**Information provided**
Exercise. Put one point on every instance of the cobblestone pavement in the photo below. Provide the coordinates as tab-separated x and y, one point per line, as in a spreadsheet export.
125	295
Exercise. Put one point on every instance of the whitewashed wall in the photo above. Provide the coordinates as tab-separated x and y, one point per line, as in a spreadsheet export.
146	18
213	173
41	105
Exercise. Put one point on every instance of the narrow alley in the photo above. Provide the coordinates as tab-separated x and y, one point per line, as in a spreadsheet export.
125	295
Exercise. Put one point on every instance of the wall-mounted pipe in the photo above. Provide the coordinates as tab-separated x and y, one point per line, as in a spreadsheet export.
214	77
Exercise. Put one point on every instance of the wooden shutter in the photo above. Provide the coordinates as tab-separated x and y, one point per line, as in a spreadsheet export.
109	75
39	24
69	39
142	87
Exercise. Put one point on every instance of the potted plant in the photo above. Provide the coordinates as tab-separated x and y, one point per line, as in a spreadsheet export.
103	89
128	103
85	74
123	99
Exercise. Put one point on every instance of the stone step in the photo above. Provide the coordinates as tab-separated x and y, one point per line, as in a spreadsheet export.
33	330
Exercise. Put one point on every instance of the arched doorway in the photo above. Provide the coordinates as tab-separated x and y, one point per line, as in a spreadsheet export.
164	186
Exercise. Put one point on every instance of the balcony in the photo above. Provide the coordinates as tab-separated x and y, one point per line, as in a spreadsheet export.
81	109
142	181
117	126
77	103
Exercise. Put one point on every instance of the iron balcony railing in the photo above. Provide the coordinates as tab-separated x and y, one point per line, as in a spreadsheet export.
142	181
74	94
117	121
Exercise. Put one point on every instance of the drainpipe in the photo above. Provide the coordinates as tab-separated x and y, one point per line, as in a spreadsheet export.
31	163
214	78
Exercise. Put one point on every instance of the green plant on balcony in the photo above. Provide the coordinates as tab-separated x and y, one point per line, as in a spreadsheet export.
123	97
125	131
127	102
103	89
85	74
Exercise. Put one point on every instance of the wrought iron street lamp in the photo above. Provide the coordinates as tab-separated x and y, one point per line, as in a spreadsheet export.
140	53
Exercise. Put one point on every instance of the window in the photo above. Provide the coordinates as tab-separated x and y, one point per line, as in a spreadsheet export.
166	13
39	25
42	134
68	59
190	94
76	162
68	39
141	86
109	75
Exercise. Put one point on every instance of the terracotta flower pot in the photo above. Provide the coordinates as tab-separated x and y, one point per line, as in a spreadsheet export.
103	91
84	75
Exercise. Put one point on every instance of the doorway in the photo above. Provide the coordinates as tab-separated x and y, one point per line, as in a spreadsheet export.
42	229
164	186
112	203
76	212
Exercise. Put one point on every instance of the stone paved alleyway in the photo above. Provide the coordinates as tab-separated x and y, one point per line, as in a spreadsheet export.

**Task**
Write out all of the data above again, word for word and line for line, with nothing changed.

**Answer for the task**
Exercise. Put one point on every instance of the cobblestone pavement in the photo below. Provide the coordinates as tab-separated x and y, one point per line, as in a spreadsheet export.
125	295
Exercise. Put one point on every instance of the whitewashed wall in the photo above. Provide the coordinates as tab-separated x and y, one point per line, as in a spreadsheet export.
146	18
213	173
41	105
Exercise. Put one point on every instance of the narrow alley in the photo above. Provide the coordinates as tab-separated x and y, one point per line, as in a spreadsheet export.
125	295
Exercise. Put one point on every instance of the wall-mounted pipe in the photo above. Provide the coordinates as tab-separated x and y, one point per line, as in a spreadsheet export.
214	77
Exercise. Put one point on every instance of the wooden shutter in the photo above. Provide the coordinates as tab-separated x and y, one point per line, as in a spreadsheet export.
109	75
39	24
69	39
142	87
Exercise. Put one point on every instance of the potted plant in the photo above. Provide the coordinates as tab-separated x and y, one point per line, as in a spreadsheet export.
103	89
128	103
85	74
123	99
Exercise. Put one point on every instance of the stone step in the photo above. Provide the coordinates as tab-separated x and y, one point per line, as in a spreadsheet export.
33	330
Exercise. Put one point on every instance of the arched doorway in the photo above. Provide the coordinates as tab-separated x and y, one point per line, as in a spreadsheet export.
164	186
Exercise. Put one point on every instance of the balcony in the photo above. Provide the coordinates as tab-separated x and y, one point per line, as in a spreadsheet export.
81	109
142	181
117	126
77	103
Exercise. Put one point on every instance of the iron balcony railing in the photo above. Provide the coordinates as tab-separated x and y, one point per line, as in a spreadsheet export.
142	181
74	94
117	121
Exercise. Put one point on every instance of the drainpipe in the photo above. Provide the coordinates as tab-separated x and y, one point per line, as in a spreadsheet export.
31	163
214	78
Exercise. Put one point on every instance of the green plant on balcony in the photo above. Provide the coordinates as tab-separated x and y, one point per line, as in a spreadsheet export.
123	97
125	131
127	102
103	89
85	74
Exercise. Put one point on every instance of the wrought iron street lamp in the photo above. Provide the coordinates as tab-separated x and y, one point per line, as in a spreadsheet export.
140	53
Exercise. Put one point on every instance of the window in the photo above. Provide the coordinates as tab-separated x and y, one point per line, as in a spreadsheet export.
166	13
39	25
42	134
68	59
190	94
76	162
68	39
141	86
109	75
Exercise. Put one point on every instance of the terracotta flower pot in the photo above. Provide the coordinates as tab-separated x and y, one point per line, as in a spreadsheet export.
103	91
84	75
Exercise. Put one point on every instance of the doorway in the photo above. Provide the coordinates as tab-separated x and y, one point per line, as in a spreadsheet export.
42	229
164	186
112	203
76	212
Exercise. Put one point on every instance of the stone paved alleyway in the photo above. Provide the coordinates as tab-separated x and y, one point per line, as in a spreadsheet export.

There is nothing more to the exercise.